What you need to do
Reproduce verbatim the lines of the material below, starting at the line that contains "Task: pick out every instance of the recessed" and ending at the final line of the material.

==== Items

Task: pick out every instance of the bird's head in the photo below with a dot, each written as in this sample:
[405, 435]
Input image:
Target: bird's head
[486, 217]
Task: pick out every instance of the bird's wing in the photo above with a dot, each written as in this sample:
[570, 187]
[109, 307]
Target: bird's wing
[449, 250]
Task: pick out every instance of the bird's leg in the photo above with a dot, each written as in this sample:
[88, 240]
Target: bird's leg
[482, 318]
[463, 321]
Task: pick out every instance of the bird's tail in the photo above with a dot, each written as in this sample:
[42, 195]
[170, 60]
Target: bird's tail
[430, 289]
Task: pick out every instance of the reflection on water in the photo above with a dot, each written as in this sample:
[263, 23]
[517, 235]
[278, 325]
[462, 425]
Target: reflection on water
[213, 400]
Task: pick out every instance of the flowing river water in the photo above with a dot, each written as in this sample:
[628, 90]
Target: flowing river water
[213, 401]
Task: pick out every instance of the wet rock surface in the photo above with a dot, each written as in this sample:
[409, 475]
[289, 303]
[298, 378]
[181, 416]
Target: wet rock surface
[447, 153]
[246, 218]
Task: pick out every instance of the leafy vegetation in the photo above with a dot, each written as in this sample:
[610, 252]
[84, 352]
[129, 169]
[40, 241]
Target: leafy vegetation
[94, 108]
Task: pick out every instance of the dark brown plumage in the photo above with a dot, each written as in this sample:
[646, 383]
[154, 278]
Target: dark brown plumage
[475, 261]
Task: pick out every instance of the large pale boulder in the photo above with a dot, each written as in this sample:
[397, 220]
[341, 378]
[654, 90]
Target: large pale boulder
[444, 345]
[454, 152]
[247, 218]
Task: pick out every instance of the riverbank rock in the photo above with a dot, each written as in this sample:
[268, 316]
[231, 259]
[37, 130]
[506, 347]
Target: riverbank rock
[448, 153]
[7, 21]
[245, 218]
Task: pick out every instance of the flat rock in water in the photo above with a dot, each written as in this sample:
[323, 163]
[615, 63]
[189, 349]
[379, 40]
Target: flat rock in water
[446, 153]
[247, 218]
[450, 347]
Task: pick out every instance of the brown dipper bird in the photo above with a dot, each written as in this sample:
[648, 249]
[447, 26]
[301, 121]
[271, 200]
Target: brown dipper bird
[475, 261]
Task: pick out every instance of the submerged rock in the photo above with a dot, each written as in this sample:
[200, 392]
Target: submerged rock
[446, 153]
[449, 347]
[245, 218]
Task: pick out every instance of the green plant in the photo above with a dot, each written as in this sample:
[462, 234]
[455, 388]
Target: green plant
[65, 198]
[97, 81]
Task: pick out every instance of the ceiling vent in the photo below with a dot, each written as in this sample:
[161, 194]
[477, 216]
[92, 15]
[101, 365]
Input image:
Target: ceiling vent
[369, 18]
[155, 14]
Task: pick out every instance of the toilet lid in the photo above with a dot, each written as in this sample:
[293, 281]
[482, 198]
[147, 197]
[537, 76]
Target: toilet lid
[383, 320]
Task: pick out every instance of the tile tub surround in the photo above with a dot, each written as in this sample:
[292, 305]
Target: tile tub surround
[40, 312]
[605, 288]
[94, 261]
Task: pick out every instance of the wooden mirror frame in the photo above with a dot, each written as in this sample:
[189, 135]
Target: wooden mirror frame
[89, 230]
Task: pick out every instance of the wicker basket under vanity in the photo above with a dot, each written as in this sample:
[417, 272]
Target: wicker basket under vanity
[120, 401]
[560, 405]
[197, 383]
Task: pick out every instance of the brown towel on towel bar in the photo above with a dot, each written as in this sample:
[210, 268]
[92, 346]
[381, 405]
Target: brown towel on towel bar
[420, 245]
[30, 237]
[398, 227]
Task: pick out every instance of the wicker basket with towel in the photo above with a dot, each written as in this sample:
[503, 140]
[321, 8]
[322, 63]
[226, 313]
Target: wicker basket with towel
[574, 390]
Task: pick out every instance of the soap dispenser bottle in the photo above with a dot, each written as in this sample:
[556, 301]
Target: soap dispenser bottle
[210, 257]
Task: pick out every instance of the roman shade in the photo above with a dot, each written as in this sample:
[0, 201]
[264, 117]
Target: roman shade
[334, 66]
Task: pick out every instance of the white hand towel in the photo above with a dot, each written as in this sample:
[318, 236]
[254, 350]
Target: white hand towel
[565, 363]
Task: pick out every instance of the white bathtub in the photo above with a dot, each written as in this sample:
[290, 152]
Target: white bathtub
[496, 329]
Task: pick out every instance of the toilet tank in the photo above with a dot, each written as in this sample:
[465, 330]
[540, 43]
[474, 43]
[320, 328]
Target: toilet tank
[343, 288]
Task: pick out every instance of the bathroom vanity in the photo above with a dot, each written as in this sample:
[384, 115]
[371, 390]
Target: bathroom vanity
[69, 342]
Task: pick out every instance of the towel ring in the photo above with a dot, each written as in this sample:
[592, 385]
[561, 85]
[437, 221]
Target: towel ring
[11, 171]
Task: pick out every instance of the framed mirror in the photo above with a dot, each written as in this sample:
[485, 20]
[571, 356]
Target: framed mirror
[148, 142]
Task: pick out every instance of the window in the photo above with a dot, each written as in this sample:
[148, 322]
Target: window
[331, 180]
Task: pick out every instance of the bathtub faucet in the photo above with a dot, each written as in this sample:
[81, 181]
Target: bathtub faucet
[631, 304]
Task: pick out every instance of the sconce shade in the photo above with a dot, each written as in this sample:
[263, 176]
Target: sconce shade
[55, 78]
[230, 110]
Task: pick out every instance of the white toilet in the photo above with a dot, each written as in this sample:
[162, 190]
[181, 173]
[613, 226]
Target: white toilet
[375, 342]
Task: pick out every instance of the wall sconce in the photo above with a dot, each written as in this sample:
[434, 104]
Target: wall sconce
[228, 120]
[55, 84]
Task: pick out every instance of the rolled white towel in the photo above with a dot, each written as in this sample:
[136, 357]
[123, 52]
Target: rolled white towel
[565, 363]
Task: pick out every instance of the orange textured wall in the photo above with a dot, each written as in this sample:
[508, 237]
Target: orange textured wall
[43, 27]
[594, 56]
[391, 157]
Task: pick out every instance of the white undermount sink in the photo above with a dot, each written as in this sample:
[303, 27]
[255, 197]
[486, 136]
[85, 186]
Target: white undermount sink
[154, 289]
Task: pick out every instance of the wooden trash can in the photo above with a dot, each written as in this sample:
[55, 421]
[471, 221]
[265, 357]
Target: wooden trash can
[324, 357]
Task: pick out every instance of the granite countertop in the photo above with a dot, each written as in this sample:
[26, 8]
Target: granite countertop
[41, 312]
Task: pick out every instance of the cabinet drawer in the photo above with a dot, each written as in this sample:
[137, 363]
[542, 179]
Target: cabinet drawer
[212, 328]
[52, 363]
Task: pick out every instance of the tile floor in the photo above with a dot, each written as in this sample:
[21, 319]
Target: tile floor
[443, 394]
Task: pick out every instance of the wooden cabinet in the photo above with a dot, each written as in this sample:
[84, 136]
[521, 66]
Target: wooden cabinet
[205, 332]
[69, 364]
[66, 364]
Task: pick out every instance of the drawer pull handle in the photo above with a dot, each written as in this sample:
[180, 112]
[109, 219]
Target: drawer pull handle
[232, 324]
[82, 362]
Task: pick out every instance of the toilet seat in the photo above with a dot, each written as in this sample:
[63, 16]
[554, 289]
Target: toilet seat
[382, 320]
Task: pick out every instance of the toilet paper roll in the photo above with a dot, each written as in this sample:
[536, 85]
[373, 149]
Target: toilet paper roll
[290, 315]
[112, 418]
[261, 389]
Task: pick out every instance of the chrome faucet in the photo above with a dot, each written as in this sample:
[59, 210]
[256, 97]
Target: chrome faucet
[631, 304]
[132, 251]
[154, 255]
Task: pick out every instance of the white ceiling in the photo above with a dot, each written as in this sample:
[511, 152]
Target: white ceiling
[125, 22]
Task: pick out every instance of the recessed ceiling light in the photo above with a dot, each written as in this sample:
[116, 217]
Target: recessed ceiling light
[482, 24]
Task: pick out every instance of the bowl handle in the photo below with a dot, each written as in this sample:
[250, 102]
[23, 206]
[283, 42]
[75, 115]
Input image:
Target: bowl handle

========

Finished answer
Task: pick out every instance of the recessed ceiling light in the photo above with a dot, each written as in this sample:
[116, 217]
Target: recessed ceiling light
[482, 24]
Task: pick out every instance of the bowl handle in the photo below with a dot, each written as in this sample:
[250, 102]
[23, 206]
[283, 42]
[75, 115]
Input image:
Target: bowl handle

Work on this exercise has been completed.